++++ Dataset records

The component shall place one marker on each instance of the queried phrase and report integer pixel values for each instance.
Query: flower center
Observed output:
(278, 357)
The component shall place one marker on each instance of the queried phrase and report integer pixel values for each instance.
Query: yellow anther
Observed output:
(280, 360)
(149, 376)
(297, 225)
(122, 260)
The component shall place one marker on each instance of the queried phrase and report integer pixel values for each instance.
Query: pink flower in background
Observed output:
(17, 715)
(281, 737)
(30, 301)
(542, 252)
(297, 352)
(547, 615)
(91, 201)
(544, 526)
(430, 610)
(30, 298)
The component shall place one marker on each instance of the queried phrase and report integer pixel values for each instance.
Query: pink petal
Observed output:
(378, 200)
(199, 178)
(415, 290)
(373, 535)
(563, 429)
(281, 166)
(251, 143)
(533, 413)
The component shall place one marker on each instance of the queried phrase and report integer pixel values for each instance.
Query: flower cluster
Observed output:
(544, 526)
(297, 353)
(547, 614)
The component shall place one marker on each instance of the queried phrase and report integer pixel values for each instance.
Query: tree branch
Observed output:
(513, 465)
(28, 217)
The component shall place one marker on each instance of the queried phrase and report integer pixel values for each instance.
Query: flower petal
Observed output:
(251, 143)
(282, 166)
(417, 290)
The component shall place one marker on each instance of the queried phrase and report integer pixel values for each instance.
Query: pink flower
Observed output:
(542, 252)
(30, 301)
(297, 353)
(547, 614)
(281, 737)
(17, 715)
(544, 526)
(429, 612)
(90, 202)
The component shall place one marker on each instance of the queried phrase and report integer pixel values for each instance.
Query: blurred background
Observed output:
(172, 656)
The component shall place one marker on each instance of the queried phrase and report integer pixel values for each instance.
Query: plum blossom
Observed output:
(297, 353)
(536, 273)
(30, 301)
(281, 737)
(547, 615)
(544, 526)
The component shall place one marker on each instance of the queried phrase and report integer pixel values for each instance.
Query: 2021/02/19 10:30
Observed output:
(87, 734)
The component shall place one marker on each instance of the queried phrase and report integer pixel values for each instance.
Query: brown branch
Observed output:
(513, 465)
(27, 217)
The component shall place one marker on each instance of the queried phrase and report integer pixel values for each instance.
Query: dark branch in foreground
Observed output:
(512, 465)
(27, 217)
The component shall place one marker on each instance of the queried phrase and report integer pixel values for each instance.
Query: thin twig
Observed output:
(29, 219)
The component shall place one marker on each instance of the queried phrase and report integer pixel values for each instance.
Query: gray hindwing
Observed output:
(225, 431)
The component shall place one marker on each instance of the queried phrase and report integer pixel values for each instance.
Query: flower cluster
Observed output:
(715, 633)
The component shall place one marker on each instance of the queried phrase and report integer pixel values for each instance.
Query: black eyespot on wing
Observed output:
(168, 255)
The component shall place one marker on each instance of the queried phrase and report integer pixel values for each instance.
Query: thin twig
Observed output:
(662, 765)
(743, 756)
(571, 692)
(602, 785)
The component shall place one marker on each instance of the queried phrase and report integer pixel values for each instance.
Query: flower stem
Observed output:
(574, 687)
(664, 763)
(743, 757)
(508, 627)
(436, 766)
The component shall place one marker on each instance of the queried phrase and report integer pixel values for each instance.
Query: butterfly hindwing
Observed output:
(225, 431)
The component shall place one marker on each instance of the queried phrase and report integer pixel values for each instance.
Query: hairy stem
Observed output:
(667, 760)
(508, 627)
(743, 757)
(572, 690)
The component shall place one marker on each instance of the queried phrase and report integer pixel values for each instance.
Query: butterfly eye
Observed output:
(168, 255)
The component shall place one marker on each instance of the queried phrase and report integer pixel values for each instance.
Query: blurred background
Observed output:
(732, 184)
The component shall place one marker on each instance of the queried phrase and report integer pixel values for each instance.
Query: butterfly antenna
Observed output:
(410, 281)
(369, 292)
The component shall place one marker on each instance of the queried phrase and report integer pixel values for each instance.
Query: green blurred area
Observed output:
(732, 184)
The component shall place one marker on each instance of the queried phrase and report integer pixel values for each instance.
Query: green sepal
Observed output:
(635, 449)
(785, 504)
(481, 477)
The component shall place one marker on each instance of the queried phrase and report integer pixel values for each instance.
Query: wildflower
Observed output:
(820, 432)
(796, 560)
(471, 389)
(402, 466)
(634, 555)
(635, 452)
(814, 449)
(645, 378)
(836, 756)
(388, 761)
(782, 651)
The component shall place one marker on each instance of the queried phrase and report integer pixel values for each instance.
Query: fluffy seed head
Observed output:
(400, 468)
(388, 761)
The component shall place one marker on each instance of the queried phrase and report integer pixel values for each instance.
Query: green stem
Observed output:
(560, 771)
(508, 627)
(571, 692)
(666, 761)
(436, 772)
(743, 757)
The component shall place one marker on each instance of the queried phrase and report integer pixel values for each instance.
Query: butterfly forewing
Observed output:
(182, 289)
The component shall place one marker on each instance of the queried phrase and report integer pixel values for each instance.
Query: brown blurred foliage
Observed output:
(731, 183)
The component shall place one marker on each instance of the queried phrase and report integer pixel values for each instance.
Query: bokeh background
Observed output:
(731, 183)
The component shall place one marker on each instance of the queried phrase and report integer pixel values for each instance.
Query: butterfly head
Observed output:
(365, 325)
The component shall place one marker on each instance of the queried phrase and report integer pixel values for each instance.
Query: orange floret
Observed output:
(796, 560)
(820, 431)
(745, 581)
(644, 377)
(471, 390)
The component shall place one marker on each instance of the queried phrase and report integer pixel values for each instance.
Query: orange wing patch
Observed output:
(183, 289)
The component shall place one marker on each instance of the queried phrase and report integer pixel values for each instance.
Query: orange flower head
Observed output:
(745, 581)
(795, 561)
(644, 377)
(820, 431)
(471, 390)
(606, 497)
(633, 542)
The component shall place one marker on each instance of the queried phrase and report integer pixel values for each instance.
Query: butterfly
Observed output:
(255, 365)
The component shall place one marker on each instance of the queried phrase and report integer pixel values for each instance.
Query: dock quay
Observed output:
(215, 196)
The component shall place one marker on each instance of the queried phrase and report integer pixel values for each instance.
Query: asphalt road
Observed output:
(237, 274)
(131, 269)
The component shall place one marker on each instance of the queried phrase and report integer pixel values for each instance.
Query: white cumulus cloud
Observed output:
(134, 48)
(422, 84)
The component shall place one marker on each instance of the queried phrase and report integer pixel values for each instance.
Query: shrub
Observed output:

++++++++

◆ **Given request**
Pull out every line of the records above that contains the string "branch".

◆ **Task result**
Query: tree branch
Query: brown branch
Query: dark branch in foreground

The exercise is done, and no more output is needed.